** PROBLEM DESCRIPTION **
Render each of the following lines as one string in a JSON list, skipping blank lines and leaving out the pictures.

[Lines from a pointing dataset]
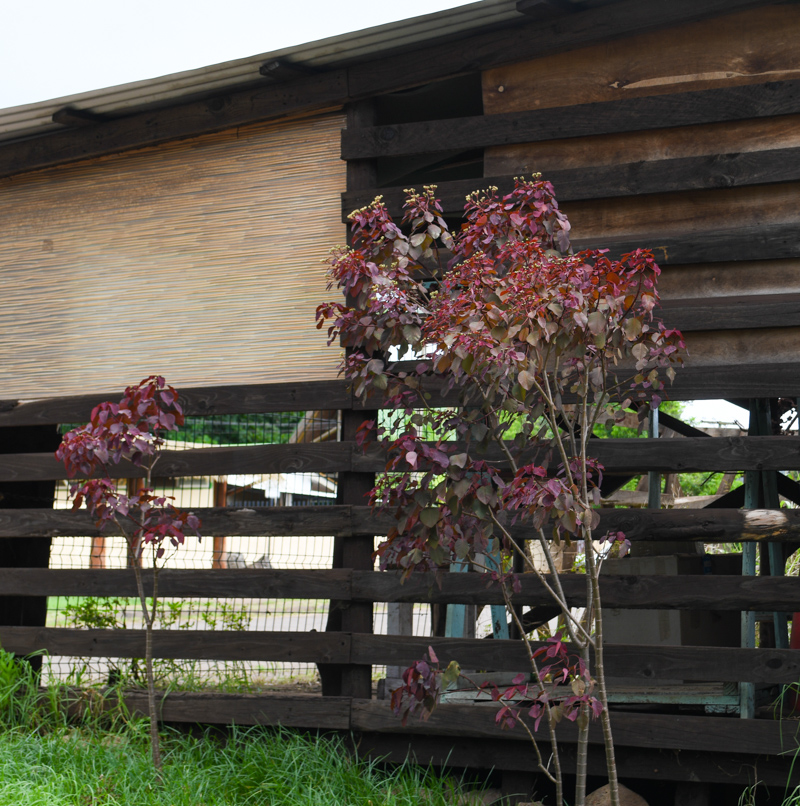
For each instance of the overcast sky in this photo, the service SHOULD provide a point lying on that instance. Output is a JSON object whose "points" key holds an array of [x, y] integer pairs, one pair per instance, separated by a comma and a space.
{"points": [[53, 48]]}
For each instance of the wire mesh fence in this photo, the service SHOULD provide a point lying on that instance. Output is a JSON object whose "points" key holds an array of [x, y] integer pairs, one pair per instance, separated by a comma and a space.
{"points": [[221, 552]]}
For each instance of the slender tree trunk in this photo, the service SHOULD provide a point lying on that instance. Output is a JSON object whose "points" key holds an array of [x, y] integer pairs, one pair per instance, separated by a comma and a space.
{"points": [[599, 667], [148, 614]]}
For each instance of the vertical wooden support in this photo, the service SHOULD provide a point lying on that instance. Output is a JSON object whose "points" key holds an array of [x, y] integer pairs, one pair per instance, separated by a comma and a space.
{"points": [[132, 487], [499, 616], [456, 626], [97, 553], [354, 551], [653, 476], [219, 551], [399, 621]]}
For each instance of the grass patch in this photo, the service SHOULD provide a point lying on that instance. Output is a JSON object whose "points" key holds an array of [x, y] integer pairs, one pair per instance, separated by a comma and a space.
{"points": [[253, 766]]}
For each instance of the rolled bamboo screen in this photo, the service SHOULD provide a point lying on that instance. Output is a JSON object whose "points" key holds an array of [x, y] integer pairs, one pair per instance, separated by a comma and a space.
{"points": [[200, 260]]}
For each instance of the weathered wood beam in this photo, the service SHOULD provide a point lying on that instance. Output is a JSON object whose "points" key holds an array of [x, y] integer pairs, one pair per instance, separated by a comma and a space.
{"points": [[523, 42], [197, 401], [646, 664], [336, 87], [581, 120], [71, 116], [684, 592], [691, 383], [541, 9], [709, 525], [668, 732], [687, 455], [632, 762], [607, 181], [767, 242]]}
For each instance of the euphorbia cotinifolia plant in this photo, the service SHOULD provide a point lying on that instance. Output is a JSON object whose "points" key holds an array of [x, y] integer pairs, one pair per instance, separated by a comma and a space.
{"points": [[534, 346], [132, 430]]}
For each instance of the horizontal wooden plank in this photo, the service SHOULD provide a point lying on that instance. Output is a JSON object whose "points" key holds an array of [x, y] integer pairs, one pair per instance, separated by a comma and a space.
{"points": [[685, 455], [664, 731], [732, 313], [684, 592], [260, 101], [286, 647], [217, 708], [772, 380], [250, 583], [198, 401], [606, 181], [623, 592], [463, 752], [323, 457], [709, 525], [263, 100], [558, 123], [759, 242], [540, 38], [643, 663], [616, 455]]}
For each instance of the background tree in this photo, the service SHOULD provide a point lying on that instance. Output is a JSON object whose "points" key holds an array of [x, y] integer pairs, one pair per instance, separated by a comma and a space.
{"points": [[533, 347]]}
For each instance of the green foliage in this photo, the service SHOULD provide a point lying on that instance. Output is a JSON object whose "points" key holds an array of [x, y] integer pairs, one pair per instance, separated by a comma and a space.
{"points": [[74, 767], [116, 613], [239, 429]]}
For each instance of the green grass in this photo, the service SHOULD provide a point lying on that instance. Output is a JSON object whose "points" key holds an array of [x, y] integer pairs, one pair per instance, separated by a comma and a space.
{"points": [[255, 766], [56, 754]]}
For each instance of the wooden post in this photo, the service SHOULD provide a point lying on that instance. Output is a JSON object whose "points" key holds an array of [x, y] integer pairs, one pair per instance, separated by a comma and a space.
{"points": [[354, 551], [97, 554], [219, 550]]}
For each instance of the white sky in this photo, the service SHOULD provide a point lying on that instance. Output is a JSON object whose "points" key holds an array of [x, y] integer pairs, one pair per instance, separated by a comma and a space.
{"points": [[53, 48]]}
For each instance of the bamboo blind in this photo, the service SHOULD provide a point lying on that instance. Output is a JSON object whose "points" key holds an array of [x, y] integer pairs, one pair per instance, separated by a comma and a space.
{"points": [[201, 260]]}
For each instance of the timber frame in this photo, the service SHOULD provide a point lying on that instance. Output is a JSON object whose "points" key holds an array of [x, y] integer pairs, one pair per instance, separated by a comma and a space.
{"points": [[707, 176]]}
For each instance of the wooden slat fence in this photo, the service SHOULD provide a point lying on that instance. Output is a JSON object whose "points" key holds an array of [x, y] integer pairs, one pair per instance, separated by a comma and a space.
{"points": [[359, 649]]}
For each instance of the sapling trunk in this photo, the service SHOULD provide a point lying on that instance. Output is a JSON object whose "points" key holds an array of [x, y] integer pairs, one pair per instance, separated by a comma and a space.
{"points": [[148, 616], [518, 323]]}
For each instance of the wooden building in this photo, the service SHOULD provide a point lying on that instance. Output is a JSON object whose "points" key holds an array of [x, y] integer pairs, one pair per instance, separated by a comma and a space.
{"points": [[181, 224]]}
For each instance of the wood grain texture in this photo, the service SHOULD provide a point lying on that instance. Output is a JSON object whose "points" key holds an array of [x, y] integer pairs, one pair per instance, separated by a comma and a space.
{"points": [[619, 592], [636, 730], [718, 170], [734, 380], [196, 644], [334, 87], [581, 120], [643, 147], [325, 457], [632, 762], [686, 455], [313, 712], [716, 526], [748, 279], [642, 663], [196, 401], [748, 47]]}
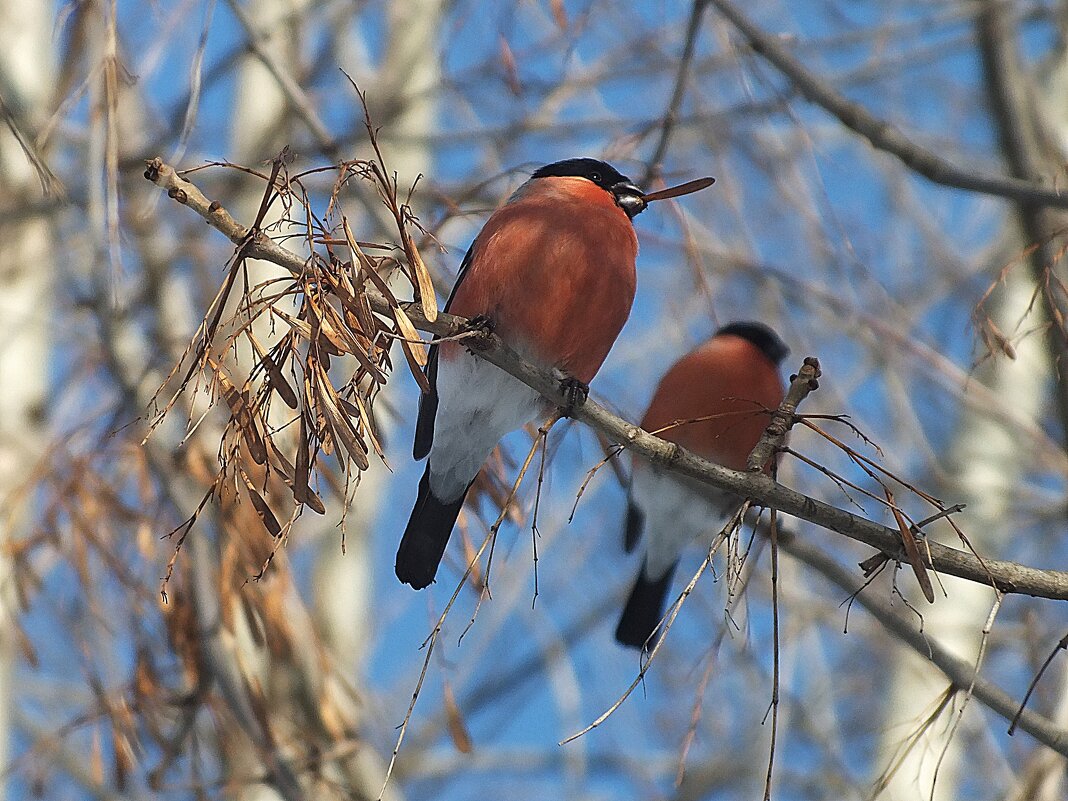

** WRITTEN RESPONSE **
[
  "For each instance of the overcast sky in this photo, the service SHOULD provide a point lying on that instance. Output is a JSON object whose \"points\" key holds an array of [x, y] integer pairs, one pair per instance, separated by a comma and a space.",
  "{\"points\": [[53, 48]]}",
  "For each instance of the wire mesh fence in this photo, the service SHOULD provide a point lying on that instance. Output is a JSON object whose \"points\" key holds an array of [x, y] integer pairs, one pair per instance, separated by a comma and a space.",
  "{\"points\": [[221, 552]]}",
  "For each instance of the slender tree trunk in this photo, the service SHOULD provide a point lying on that instance. Output is a JSON object whose \"points\" key holds an array of [x, y] integer pairs, one pair per instance, separated by a comma and a space.",
  "{\"points\": [[599, 667], [148, 614]]}",
  "For each instance of the vertical wooden support in this photo, the service SHOULD provide a point lying on that instance. Output is a JSON object whose \"points\" key holds an array of [x, y] integer pairs, one pair per instance, separated by a comma and a space.",
  "{\"points\": [[132, 487], [499, 616], [456, 626], [97, 553], [354, 551], [653, 476], [219, 551], [399, 621]]}",
  "For each instance of the grass patch in this photo, the service SHOULD provide a point lying on that instance. Output is a JSON object whose \"points\" key holds an array of [x, y] integer pairs, one pair per instance, separated by a comma and a space.",
  "{\"points\": [[253, 766]]}",
  "For each instance of the rolled bamboo screen in this photo, the service SHOULD provide a point lying on that instance. Output is a JSON object whose \"points\" key holds an array of [x, y] integer pairs, one pair per instance, separated by a comma and a space.",
  "{\"points\": [[200, 260]]}",
  "For each instance of the weathered wood beam in this photo, the service SHOULD provide a point lying on that instance. Output is a JSON object whose \"points\" key holds an array of [x, y] integer pairs, one pair per instance, separated by a comma and a space.",
  "{\"points\": [[523, 42], [197, 401], [646, 664], [336, 87], [581, 120], [71, 116], [684, 592], [691, 383], [541, 9], [709, 525], [668, 732], [687, 455], [632, 762], [607, 181], [767, 242]]}",
  "For each instance of the euphorbia cotinifolia plant in this photo, the service SHOULD provide a point lying on that instance. Output is a JSON object whose \"points\" key holds an array of [x, y] integer pairs, one pair per instance, separated by a comma and a space.",
  "{\"points\": [[534, 346], [132, 430]]}",
  "For each instance of the horizontal wooden plank in this photo, the service SHOULD provide a point lying on that instance. Output is a JSON object whose \"points\" key holds an array of [x, y] integer pairs, one pair per instance, separated by a comma and a space.",
  "{\"points\": [[685, 455], [664, 731], [732, 313], [684, 592], [260, 101], [286, 647], [217, 708], [772, 380], [250, 583], [198, 401], [606, 181], [623, 592], [463, 752], [323, 457], [709, 525], [263, 100], [558, 123], [759, 242], [540, 38], [643, 663], [616, 455]]}",
  "For each instance of the background tree in this photo, the service SHOULD provide a point lying on that instance. Output is a JSON object whose \"points\" key holds an array of [x, y] integer pairs, one pair per instance, separated by a comma and a space.",
  "{\"points\": [[533, 347]]}",
  "For each instance of the green foliage in this photo, the service SHOULD provide a point lying on that instance. Output is a JSON object whose \"points\" key holds an array of [x, y] integer pairs, one pair per instance, separated by a comma and a space.",
  "{\"points\": [[74, 767], [116, 613], [239, 429]]}",
  "For each instance of the green grass in this photo, the service SHOULD provide a point lying on that instance. Output is a JSON object whose \"points\" key holds an array of [x, y] integer pairs, one pair per instance, separated by a comma and a space.",
  "{\"points\": [[255, 766], [56, 754]]}",
  "For each instance of the wooden post in this photo, the service SHOULD provide a point lying on that instance. Output is a JSON object whose \"points\" key holds an array of [x, y] integer pairs, one pair per instance, separated by a comma and a space.",
  "{\"points\": [[354, 551], [97, 554], [219, 550]]}",
  "For each instance of the white sky in this photo, the service SHOULD provide a point lying on that instance. Output is a JSON object whose \"points\" key holds an array of [x, y] integer pairs, one pair per instance, separated by a comma and a space.",
  "{\"points\": [[53, 48]]}",
  "For each instance of the bamboo blind in this photo, the service SHOULD provide a point lying on that instance. Output is a JSON object whose \"points\" key holds an array of [x, y] integer pairs, one pair per instance, separated by a comma and a space.",
  "{\"points\": [[201, 260]]}",
  "For each instance of the timber frame in this photo, the service SHOULD provide a point lying on that instance. Output is a JSON object whose \"points\" key holds an array of [x, y] integer pairs, one pair per instance, separated by a comma and a space.",
  "{\"points\": [[707, 176]]}",
  "For each instance of the wooden slat fence in this photo, the service SHOULD provide a point lying on that instance. Output is a JSON object whose \"points\" key holds an array of [x, y] integer pairs, one pair per instance, separated by a comma and a space.",
  "{\"points\": [[359, 649]]}",
  "For each instance of the sapling trunk in this photo, the service SHOULD provide a point lying on that instance. Output is a JSON object whose \"points\" key holds an array of [x, y] integer pairs, one pair per instance, separated by a comma and a space.",
  "{\"points\": [[148, 616], [518, 323]]}",
  "For each instance of the wooden building in this photo, the service SHOULD provide a point lying on that instance. Output is a JSON object whose \"points\" key holds an array of [x, y] integer pairs, one pair per instance, separated by a comma and a space.",
  "{\"points\": [[181, 224]]}",
  "For each instance of the wood grain texture in this photo, the service SHOULD provide a point lying on that instance. Output is a JSON object whose \"points\" key holds an array of [x, y] integer pairs, one pair per instance, separated by a comma and a space.",
  "{\"points\": [[619, 592], [636, 730], [718, 170], [734, 380], [196, 644], [334, 87], [581, 120], [643, 147], [325, 457], [632, 762], [686, 455], [313, 712], [716, 526], [748, 279], [642, 663], [196, 401], [748, 47]]}"
]